Pointing dataset excerpts:
====================

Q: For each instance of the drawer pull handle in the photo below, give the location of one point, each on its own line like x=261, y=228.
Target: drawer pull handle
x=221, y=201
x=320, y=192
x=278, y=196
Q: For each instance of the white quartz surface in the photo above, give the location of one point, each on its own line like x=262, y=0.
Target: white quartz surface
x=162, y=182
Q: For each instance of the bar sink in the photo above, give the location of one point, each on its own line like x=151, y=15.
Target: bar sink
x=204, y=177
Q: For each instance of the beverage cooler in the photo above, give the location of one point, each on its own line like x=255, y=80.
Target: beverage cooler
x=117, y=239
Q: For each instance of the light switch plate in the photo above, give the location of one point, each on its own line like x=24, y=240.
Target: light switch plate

====================

- WHAT IS EXPECTED: Restate all of the entries exactly, please.

- WRITTEN RESPONSE:
Q: For each instance of the drawer pull handle in the photo below, give the location of one point, each on its own line like x=261, y=228.
Target: drawer pull handle
x=221, y=201
x=320, y=192
x=278, y=196
Q: For each instance of the white quartz surface in the photo above, give the location of one point, each on its own line like x=262, y=0.
Target: white quartz surface
x=162, y=182
Q: For each instance of the bar sink in the photo above, give the location of one point, each on its own line like x=151, y=15.
Target: bar sink
x=204, y=177
Q: For each instance of the beverage cooler in the photo above, give the location of one point, each on its own line like x=255, y=80.
Target: beverage cooler
x=117, y=239
Q: For each instance of the light switch plate in the photo above, give the location of one point, each on its own line like x=24, y=240.
Target: light switch plate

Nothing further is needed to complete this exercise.